REQUIRED WORK:
Print the records below exactly as they appear.

Coordinate annotation entries
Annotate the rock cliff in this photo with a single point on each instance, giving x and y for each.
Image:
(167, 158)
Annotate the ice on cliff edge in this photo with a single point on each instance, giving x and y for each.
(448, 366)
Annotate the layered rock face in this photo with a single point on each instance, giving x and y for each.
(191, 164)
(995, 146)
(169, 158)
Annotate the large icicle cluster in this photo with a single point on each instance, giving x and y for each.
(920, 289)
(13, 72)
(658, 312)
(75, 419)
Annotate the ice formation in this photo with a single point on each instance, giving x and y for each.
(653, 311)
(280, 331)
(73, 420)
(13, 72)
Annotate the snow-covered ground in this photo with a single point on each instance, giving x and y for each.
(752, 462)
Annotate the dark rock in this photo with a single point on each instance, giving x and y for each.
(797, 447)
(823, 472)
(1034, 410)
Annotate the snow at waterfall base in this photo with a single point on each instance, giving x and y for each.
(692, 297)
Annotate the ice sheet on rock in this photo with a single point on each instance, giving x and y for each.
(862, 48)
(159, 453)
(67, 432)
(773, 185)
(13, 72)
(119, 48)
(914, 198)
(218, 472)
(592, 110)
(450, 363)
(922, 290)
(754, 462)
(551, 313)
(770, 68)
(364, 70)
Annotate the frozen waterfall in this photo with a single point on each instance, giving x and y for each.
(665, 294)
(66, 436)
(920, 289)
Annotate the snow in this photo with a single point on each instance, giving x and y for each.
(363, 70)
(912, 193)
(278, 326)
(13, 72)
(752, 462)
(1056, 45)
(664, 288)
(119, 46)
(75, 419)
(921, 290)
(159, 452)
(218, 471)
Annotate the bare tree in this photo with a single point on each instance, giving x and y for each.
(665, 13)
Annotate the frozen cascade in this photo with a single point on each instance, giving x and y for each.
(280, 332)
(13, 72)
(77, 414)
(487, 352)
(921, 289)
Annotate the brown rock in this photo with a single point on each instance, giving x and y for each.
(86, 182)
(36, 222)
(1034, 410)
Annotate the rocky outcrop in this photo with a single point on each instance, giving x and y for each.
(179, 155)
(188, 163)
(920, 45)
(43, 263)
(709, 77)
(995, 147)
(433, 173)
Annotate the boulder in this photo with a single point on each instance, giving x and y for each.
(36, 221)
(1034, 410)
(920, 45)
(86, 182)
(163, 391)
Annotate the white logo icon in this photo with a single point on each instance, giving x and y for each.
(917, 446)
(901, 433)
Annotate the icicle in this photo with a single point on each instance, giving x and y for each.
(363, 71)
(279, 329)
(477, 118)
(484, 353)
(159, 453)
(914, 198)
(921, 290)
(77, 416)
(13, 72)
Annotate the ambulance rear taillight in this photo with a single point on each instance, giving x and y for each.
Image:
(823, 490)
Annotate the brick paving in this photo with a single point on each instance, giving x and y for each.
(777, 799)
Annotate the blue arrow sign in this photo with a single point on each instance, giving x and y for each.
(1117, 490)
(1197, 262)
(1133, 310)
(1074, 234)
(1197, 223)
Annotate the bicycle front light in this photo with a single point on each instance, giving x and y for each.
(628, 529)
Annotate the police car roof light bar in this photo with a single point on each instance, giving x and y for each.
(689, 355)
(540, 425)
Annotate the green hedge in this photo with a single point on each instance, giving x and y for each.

RESULT BELOW:
Annotate the rock cliff in this photo with a single point on each instance, giving x and y for each.
Image:
(167, 158)
Annotate the ice on cliff edge in this photo with a single point on each instance, giving x and y for each.
(448, 366)
Annotate the layered rock face in this photo with a single point on each instance, giving x and y for each.
(191, 164)
(995, 146)
(169, 158)
Annotate the large icicle cluster in this photo with a single point on each instance, giving x and y for each.
(920, 289)
(13, 72)
(658, 312)
(75, 419)
Annotate the ice formation in this photo with a single point on each instance, giving x and y for each.
(653, 311)
(280, 331)
(73, 420)
(13, 72)
Annotate the snow-covered ground in this photo with a single point on each instance, giving x and y for each.
(752, 462)
Annotate the dark rock in this photo with a single point on each instance, giving x and y for each.
(797, 447)
(823, 472)
(1034, 410)
Annotate the snow at waterfall base in this photo with a single point on each instance, giving x and y for each.
(692, 297)
Annotate the ice sheet on rock in this photo with a single point on each instance, giving x and y for each.
(862, 48)
(159, 453)
(67, 432)
(773, 185)
(13, 72)
(119, 48)
(914, 198)
(218, 472)
(592, 110)
(450, 363)
(922, 290)
(754, 462)
(551, 313)
(770, 68)
(364, 70)
Annotate the frozen waterfall in this photo with a single point on each instance, giving x and y for each.
(665, 294)
(66, 436)
(920, 289)
Annotate the snow in this photo with a single point on each instance, giving x and y for each.
(363, 70)
(912, 193)
(278, 326)
(13, 72)
(752, 462)
(1056, 45)
(664, 288)
(119, 46)
(75, 419)
(921, 290)
(159, 452)
(218, 471)
Annotate the bare tree in this photo with a single point on each instance, giving x and y for each.
(665, 13)
Annotate the frozen cascade in this photo with a single point on each instance, giving x and y for each.
(280, 332)
(13, 72)
(77, 414)
(487, 352)
(921, 289)
Annotate the brown rock in this photo with a single point on each instance, giving x and y for each.
(86, 182)
(36, 222)
(1034, 410)
Annotate the rocky outcrop in this photo with a single point on each instance, giving x and y for each.
(179, 155)
(188, 163)
(920, 45)
(43, 263)
(709, 77)
(995, 147)
(433, 173)
Annotate the boulder in this photo with a single point on each instance, giving x and y for each.
(36, 221)
(1034, 410)
(920, 45)
(86, 182)
(163, 391)
Annotate the white logo icon in this photo with a single point on each instance, giving x and y for each.
(917, 446)
(901, 433)
Annotate the icicle in this photo with a single point on each instance, giving x and y for each.
(363, 71)
(279, 329)
(477, 118)
(484, 353)
(159, 453)
(914, 198)
(921, 290)
(77, 416)
(13, 72)
Annotate the ambulance rear taillight in this photo with a single point on each instance, giving x and y for each.
Image:
(823, 490)
Annotate the brick paving in this photo with a single point on each instance, giving x and y for each.
(777, 799)
Annotate the blue arrow sign in this photo with a single point on each instance, giving x and y for each.
(1117, 490)
(1197, 262)
(1133, 310)
(1074, 234)
(1197, 223)
Annotate the bicycle front light in this photo with a single point on each instance, giving x and y for each.
(628, 529)
Annotate the police car roof light bar in this photo with a single point on each instance, giving x and y for each.
(689, 355)
(540, 425)
Annotate the green hedge in this photo with a single point on each instance, giving x and y for each.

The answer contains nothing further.